> **EXERCISE**
Render the lines as a JSON list of strings, one string per line and blank lines omitted, beginning at the line that contains "Target: squirrel hind foot" and stopping after the line that contains "POLYGON ((155 152, 155".

# Start of PROVIDED DATA

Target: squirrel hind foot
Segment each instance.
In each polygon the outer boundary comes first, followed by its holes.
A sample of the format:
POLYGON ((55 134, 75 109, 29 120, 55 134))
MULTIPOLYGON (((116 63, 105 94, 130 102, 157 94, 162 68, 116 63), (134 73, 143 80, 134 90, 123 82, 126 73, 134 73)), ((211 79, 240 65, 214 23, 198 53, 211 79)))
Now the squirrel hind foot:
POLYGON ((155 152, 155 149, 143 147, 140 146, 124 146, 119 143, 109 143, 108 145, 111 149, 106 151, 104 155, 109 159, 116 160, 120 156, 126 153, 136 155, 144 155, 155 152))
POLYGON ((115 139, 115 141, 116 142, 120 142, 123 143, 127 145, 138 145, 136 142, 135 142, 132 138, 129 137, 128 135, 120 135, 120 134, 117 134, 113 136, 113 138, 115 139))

# End of PROVIDED DATA
# Start of PROVIDED DATA

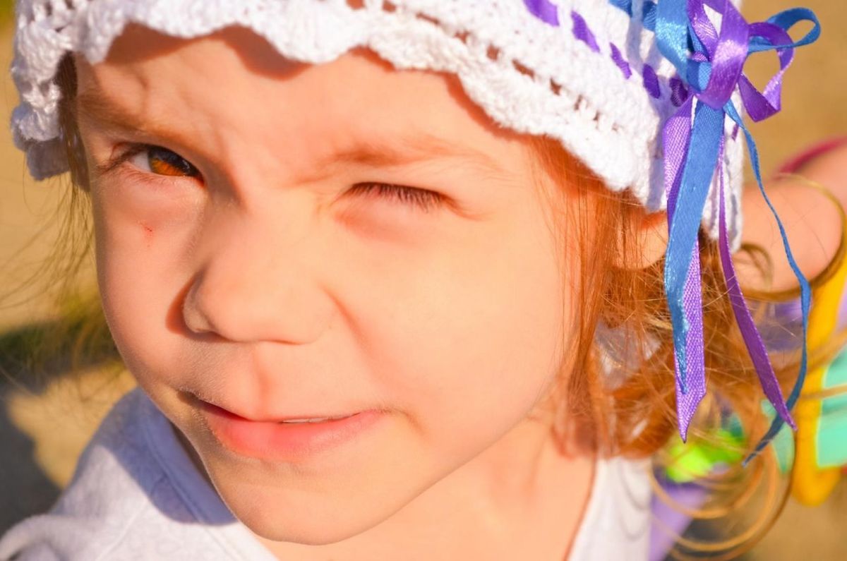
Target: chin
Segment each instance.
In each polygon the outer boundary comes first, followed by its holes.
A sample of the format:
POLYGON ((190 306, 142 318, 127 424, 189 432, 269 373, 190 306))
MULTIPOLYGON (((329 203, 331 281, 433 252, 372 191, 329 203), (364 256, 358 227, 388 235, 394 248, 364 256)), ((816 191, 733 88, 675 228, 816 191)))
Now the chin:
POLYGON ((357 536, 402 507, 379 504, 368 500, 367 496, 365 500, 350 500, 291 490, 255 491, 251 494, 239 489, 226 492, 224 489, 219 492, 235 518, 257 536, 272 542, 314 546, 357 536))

# End of PROVIDED DATA

> **RESPONSE BELOW**
[
  "Target: squirrel hind foot",
  "Segment each instance.",
  "In each polygon the outer boundary comes first, followed by its holes.",
  "A sample of the format:",
  "POLYGON ((55 134, 75 109, 29 120, 55 134))",
  "MULTIPOLYGON (((116 63, 105 94, 130 102, 157 94, 162 68, 116 63), (134 73, 143 80, 134 90, 123 82, 126 73, 134 73)), ((211 79, 240 65, 214 23, 198 53, 211 79)))",
  "Now the squirrel hind foot:",
  "POLYGON ((155 152, 155 149, 143 147, 140 146, 124 146, 119 143, 109 143, 108 145, 111 149, 106 151, 104 155, 109 159, 116 160, 120 156, 126 153, 136 155, 144 155, 155 152))"
]